#### Description of the task:
Transcribe the lines below word for word, leaving out the pictures.

(Coordinate annotation lines)
######

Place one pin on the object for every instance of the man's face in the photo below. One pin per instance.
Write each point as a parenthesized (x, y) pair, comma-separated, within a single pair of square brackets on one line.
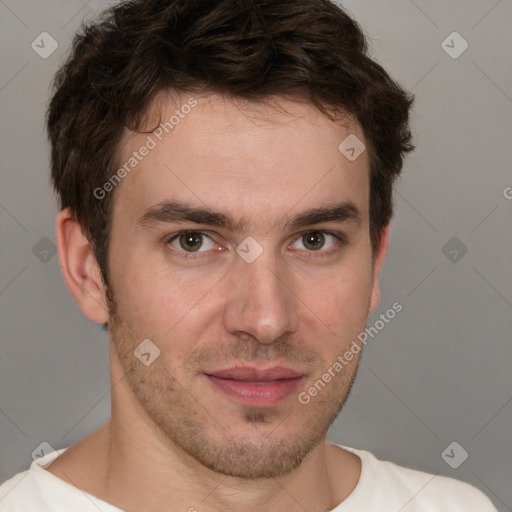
[(241, 333)]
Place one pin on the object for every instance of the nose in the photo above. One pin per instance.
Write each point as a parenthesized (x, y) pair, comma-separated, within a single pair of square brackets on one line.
[(260, 300)]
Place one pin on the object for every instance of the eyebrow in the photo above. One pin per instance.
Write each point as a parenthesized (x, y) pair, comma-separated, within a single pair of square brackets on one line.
[(177, 211)]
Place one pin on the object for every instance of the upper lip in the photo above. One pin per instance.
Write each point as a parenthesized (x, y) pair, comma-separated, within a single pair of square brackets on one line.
[(251, 374)]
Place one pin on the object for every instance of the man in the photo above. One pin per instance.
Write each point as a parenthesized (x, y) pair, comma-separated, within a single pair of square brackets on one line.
[(225, 175)]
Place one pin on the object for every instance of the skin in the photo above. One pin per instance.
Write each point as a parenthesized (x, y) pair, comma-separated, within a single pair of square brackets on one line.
[(176, 442)]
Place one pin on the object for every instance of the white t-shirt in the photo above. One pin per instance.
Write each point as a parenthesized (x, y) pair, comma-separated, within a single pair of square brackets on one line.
[(382, 487)]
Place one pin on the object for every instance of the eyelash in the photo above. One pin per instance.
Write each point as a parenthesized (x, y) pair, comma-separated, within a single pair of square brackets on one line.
[(341, 242)]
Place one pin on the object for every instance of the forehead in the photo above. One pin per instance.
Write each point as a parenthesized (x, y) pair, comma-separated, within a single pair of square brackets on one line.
[(262, 159)]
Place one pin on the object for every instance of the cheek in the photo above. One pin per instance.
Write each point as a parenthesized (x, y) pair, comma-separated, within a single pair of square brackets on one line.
[(161, 302)]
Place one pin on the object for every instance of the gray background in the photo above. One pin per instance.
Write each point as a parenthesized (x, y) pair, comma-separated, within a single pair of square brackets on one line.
[(437, 373)]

######

#### Problem solution:
Place one pin on the object for every instance of the man's face in the photo below. One pin per instance.
Write each point as a parenthesized (x, y) pair, comma-separated, within a single pair of square brackets on one line.
[(241, 333)]
Place one pin on the object for every instance of the nose in the photo above. One pin per instance.
Write each point as a parenthesized (x, y) pair, comma-separated, within a single pair of square brackets on one line.
[(260, 300)]
Place one pin on the object for every instance of the eyebrow in the photo above. One pin per instance.
Write each point as a parenthesized (x, y) pair, comma-separated, within a single pair of square brackets on one line.
[(177, 211)]
Place one pin on the object for every instance of the upper lip in the photo above. One pin per instance.
Write each point as a parenthesized (x, y) pair, comma-separated, within a single pair of square brackets on one line.
[(251, 374)]
Place one pin on the object for every instance of the man in the photo above. One pin per instance.
Write each point as a parenthesized (x, y) pair, comma-separated, within a single pair of square brackets on one line.
[(225, 175)]
Place one pin on the object for every instance of the skin in the photo above. One pin per instance.
Write each point as a parenthesized (x, y) pair, comma-separated, within a single pair of square brackets on one line.
[(176, 442)]
Place one pin on the object for every instance of the white t-shirt in the photo above. One pin per instance.
Write each point as a parenthesized (x, y) pair, comma-separated, within a single pair of square brackets on one line.
[(382, 487)]
Place one pin on the object for every instance of the eyelash in the photo above. One pin per instance.
Write each point as a parenthesized (x, y) pair, comma-separated, within a single pair of square brackets on one line.
[(341, 242)]
Place one pin on the object for every instance of the forehead in the photo above. One pin per instance.
Write each point as a parenthesized (x, y) pair, comma-separated, within a single pair of square brackets on one line.
[(262, 159)]
Place one pin on the object for every instance of the cheek in the photo above. One pin per instance.
Write each point as a parenthesized (x, y) pair, comma-separated, within a single pair of square brackets on one line.
[(161, 302)]
Place one pin on the object for every instance of the gray background in the photo above. One pin per instance.
Write each point as a parenthesized (x, y) pair, comma-separated, within a single pair of square brackets on one line.
[(437, 373)]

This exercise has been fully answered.